На следующий день, 2 июля, королева назначила канцлером своего стойкого сторонника, епископа Бергерша. В тот период почти все важные государственные посты находились в ведении ее приспешников {1577} – но Бергерш был одним из самых достойных, «благородный человек и мудрый советчик, отважный, но учтивый, и обладающий исключительным личным обаянием». {1578} Он и впредь оставался верен Изабелле, переживая вместе с нею один кризис за другим.
* * *
В начале июля Изабелла и Мортимер в сопровождении большой свиты, включавшей младших детей королевы, канцлера Бергерша, епископов Эйрмина и Орлитона, а также графа Сюррея, повезли принцессу Джоан на север, в Бервик, где 16 июля присутствовали при ее бракосочетании с Дэвидом Брюсом, которое отпраздновали с большой пышностью. {1579} Изабелла финансировала свое пребывание на севере из средств, отпущенных на содержание лондонского Тауэра и оплаты услуг снабженцев ее сына; {1580} это лишь один из ряда примеров, как вольно она пользовалась государственными фондами.

○ ○ ○ ○ ○ ○ ○

§ **ЧТО НУЖНО СДЕЛАТЬ**: Поменяйте в отрывке о королеве Изабелле «канцлером» на «казначеем». Затем перепишите фрагмент, который начинается словами «На следующий день, 2» и заканчивается словами «кризис за другим.».

○ ○ ○ ○ ○ ○ ○

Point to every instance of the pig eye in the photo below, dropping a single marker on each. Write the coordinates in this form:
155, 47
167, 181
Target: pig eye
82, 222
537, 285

○ ○ ○ ○ ○ ○ ○

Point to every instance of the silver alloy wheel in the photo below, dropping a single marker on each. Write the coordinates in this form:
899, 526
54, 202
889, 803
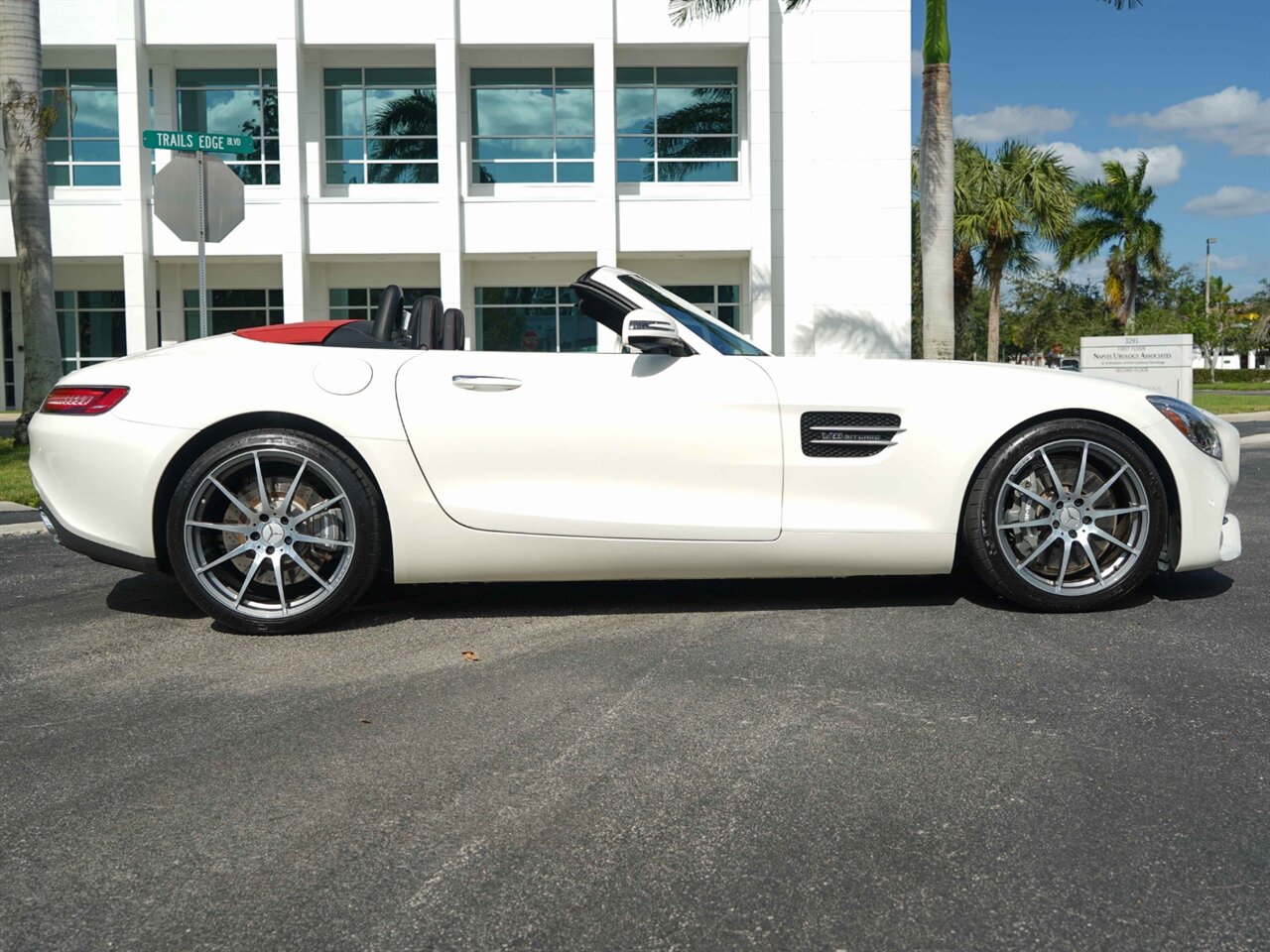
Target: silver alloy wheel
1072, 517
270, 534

○ ○ ○ ○ ○ ○ ○

§ **РЕШЕНИЕ ЗАДАЧИ**:
На следующий день, 2 июля, королева назначила казначеем своего стойкого сторонника, епископа Бергерша. В тот период почти все важные государственные посты находились в ведении ее приспешников {1577} – но Бергерш был одним из самых достойных, «благородный человек и мудрый советчик, отважный, но учтивый, и обладающий исключительным личным обаянием». {1578} Он и впредь оставался верен Изабелле, переживая вместе с нею один кризис за другим.